Set problem = Copy out, as a numbered list with blank lines dropped, the lines of the entries below between the line holding "If you could spot the seated" and the line holding "column 485, row 127", inclusive.
------------------------------------------------------------
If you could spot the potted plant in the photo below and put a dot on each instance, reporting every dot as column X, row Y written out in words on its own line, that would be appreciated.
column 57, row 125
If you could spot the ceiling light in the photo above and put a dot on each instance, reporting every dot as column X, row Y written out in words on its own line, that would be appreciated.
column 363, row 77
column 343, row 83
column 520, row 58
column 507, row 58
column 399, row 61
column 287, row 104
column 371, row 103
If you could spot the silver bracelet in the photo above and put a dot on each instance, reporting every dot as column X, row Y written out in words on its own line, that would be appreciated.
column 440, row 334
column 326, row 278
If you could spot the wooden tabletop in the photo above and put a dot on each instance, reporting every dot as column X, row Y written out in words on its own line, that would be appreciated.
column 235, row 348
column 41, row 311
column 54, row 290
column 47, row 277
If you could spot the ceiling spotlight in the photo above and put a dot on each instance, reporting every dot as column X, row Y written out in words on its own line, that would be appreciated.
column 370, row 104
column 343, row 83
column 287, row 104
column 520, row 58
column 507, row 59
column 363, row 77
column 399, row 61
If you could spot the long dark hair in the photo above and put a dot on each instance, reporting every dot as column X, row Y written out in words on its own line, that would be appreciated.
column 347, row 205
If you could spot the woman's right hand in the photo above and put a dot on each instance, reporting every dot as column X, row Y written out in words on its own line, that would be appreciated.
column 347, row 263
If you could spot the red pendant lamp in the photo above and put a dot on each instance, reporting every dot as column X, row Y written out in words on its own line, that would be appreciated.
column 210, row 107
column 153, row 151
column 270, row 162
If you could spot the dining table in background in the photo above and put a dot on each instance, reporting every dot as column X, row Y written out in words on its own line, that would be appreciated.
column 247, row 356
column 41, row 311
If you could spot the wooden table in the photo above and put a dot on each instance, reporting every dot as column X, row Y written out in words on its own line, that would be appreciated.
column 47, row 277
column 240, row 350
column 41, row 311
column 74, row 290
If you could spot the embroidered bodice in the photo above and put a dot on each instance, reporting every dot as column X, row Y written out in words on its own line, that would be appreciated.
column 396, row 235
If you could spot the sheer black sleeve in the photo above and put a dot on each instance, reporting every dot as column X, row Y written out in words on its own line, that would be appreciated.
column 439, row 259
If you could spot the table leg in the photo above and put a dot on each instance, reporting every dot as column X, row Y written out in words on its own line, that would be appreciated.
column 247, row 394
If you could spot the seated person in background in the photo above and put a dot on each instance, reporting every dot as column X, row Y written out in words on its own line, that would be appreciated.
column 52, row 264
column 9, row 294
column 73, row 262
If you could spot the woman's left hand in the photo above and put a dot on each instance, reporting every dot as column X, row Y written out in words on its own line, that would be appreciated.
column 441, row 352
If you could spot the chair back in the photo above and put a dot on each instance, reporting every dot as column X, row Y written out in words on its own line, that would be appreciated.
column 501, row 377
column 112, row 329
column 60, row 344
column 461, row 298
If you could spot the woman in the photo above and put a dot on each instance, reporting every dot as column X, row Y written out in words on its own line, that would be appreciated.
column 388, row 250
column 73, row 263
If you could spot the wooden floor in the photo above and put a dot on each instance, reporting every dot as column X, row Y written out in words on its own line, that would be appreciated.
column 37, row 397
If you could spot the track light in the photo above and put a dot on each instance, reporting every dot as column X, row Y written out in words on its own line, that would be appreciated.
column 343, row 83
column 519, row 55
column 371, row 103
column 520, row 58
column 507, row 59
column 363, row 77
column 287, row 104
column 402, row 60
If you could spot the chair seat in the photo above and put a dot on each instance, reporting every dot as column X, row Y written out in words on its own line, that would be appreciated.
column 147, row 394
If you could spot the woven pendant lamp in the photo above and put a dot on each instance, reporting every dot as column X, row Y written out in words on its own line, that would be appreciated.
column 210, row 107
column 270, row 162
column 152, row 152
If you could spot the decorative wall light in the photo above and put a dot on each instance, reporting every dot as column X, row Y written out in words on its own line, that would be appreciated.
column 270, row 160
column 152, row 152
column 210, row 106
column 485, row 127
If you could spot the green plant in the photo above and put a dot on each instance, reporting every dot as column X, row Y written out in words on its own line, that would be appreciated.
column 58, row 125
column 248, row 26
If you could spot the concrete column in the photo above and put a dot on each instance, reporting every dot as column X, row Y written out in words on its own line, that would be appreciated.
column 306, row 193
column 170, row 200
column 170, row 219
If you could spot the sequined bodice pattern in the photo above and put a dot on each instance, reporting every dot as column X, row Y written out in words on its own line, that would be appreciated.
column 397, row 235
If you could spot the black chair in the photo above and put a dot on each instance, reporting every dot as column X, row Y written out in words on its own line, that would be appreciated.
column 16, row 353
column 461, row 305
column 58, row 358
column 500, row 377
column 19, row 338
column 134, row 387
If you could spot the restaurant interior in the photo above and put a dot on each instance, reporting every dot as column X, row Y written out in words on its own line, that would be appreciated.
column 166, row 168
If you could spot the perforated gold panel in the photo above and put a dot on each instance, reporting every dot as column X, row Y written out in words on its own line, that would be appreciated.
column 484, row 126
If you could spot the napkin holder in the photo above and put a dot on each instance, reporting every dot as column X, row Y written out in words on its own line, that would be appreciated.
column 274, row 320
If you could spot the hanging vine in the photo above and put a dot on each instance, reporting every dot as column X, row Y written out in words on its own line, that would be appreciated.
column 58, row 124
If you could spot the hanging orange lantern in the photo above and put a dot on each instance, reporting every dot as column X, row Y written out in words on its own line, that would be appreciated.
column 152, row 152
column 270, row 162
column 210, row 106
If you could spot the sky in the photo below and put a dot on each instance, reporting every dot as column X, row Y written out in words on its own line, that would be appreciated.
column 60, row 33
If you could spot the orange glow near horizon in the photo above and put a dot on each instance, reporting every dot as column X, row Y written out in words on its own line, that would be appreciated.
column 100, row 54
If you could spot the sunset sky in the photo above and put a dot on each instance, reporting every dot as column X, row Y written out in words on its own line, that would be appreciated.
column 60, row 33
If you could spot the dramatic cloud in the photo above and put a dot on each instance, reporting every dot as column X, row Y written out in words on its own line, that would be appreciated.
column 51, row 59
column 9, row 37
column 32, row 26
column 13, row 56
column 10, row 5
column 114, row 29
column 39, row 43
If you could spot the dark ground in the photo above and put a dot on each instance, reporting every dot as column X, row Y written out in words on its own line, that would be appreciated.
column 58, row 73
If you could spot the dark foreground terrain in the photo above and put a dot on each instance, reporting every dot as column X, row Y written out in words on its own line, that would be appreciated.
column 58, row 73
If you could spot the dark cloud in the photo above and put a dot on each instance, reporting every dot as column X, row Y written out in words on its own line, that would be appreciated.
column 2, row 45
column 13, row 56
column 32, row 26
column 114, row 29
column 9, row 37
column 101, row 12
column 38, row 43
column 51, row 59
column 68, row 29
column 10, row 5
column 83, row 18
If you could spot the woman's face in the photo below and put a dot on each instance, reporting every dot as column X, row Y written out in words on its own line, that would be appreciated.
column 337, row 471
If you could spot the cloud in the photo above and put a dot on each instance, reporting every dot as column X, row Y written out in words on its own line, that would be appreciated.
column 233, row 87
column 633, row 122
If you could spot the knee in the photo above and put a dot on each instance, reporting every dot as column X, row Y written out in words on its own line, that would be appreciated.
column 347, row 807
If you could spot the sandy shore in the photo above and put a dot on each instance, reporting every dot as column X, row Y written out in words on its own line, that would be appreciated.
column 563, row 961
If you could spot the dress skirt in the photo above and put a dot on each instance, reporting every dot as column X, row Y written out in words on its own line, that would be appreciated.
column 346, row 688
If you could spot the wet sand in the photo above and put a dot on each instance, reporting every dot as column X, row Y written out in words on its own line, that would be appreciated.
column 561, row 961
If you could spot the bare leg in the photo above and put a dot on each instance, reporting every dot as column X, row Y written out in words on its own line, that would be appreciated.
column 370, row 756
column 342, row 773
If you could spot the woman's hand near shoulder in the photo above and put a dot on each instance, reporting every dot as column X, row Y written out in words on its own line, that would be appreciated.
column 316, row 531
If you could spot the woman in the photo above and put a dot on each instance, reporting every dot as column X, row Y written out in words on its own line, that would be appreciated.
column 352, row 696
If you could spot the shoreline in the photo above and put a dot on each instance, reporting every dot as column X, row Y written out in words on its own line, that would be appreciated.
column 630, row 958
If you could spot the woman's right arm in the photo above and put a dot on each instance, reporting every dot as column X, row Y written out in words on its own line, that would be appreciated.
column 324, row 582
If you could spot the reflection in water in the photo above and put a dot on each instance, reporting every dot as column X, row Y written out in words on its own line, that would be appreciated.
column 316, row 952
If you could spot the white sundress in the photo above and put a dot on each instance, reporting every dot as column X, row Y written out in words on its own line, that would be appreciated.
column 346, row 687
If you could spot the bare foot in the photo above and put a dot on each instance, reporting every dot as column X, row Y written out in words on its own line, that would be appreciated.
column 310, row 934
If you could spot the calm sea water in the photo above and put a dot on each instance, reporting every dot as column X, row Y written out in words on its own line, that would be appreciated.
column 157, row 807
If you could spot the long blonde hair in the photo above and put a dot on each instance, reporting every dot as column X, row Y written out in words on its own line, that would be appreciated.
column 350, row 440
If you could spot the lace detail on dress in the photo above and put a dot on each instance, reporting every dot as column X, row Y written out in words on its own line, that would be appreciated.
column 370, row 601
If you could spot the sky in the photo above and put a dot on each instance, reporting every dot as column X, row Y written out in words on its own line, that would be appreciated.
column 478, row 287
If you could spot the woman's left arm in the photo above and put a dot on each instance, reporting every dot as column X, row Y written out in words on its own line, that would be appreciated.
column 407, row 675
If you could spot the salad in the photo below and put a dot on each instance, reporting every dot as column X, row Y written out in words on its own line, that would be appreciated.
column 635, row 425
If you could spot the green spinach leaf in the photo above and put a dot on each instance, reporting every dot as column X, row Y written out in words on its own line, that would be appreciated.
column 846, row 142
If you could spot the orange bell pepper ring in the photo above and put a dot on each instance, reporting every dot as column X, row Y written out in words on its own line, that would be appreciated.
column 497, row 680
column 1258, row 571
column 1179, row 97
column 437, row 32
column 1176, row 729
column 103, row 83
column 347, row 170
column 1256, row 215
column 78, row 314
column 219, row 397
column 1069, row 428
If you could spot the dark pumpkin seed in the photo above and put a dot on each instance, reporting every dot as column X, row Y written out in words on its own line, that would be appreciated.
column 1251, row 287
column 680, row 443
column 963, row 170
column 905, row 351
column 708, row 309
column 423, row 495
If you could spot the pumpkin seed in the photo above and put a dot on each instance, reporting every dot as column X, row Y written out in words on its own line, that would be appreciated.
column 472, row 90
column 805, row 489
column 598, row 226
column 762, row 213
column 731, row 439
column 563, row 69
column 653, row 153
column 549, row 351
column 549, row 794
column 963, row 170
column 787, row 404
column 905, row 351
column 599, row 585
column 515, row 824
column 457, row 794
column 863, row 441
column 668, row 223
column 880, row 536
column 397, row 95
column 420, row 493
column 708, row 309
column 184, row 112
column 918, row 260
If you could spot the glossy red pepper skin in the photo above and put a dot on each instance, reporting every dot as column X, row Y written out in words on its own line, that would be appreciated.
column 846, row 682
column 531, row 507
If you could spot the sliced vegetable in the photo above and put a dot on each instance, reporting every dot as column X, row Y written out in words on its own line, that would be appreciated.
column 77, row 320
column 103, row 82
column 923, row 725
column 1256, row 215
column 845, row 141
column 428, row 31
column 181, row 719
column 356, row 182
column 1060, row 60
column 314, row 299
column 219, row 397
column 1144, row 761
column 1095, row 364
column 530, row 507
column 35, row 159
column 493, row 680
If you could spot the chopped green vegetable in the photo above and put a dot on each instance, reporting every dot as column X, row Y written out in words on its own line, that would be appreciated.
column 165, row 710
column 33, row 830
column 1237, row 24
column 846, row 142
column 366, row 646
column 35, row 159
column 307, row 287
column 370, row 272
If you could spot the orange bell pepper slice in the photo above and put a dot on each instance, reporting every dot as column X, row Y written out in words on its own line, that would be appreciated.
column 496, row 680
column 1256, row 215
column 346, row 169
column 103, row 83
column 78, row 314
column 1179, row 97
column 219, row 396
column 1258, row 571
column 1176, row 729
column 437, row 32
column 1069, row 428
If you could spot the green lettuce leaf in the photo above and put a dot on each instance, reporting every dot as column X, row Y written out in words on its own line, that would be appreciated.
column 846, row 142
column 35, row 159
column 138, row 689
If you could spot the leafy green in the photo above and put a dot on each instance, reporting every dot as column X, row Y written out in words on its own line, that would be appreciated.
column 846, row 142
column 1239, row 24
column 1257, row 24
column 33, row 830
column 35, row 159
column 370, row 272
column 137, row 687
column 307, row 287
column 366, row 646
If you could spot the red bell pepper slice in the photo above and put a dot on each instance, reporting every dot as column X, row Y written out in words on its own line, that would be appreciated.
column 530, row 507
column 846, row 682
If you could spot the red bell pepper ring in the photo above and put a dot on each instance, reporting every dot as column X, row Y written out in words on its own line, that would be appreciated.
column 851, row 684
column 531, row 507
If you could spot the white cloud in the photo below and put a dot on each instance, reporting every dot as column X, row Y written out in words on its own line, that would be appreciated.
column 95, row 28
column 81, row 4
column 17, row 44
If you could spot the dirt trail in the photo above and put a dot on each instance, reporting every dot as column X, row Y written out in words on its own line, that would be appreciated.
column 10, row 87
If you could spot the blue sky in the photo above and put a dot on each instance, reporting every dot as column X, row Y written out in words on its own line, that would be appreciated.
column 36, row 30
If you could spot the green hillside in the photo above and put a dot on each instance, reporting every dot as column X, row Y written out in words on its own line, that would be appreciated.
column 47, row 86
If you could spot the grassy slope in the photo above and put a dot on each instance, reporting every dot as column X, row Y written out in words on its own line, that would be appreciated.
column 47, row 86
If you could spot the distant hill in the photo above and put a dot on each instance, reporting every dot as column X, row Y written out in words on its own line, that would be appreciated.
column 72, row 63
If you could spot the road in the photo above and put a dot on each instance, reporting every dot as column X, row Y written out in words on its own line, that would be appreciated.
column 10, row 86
------------------------------------------------------------
Result =
1. If you could spot the seated person in background in the photo above and put a dot on each instance, reporting every dot as column X, row Y written out in words on its own line, that would be appreciated.
2. column 52, row 264
3. column 9, row 294
4. column 73, row 262
5. If you could spot the woman's left hand in the photo above and put a dot on each instance, reporting every dot as column X, row Y written out in words on its own line, that would be appreciated.
6. column 441, row 352
7. If you could spot the chair back in the photo above and put a dot on each instance, reporting every dot as column X, row Y written out in words on its own line, that would be appreciated.
8. column 501, row 377
9. column 112, row 329
10. column 60, row 344
11. column 461, row 298
12. If you could spot the woman in the photo above and put a dot on each instance, reporting every dot as column X, row Y written out in words on its own line, that would be appreciated.
13. column 388, row 250
14. column 73, row 263
15. If you could spot the wooden floor in the photo above and put a dot on each instance, reporting every dot as column X, row Y written out in words on its own line, that would be appreciated.
16. column 37, row 397
17. If you could spot the track light in the photo above and put a dot on each instance, reporting every dot as column X, row Y written out in words on its own line, that would be appreciated.
18. column 343, row 83
19. column 519, row 55
20. column 371, row 103
21. column 520, row 58
22. column 507, row 59
23. column 363, row 77
24. column 287, row 104
25. column 402, row 60
26. If you could spot the chair seat in the photo above and put a dot on each instance, reporting every dot as column X, row Y written out in words on its own line, that would be appreciated.
27. column 147, row 394
28. If you could spot the woven pendant lamp in the photo above and put a dot on each instance, reporting every dot as column X, row Y written out in words on its own line, that would be appreciated.
29. column 210, row 107
30. column 270, row 162
31. column 152, row 152
32. If you could spot the decorative wall light in the photo above and put a dot on each instance, reporting every dot as column X, row Y written out in words on its own line, that would be appreciated.
33. column 270, row 160
34. column 152, row 152
35. column 210, row 106
36. column 485, row 127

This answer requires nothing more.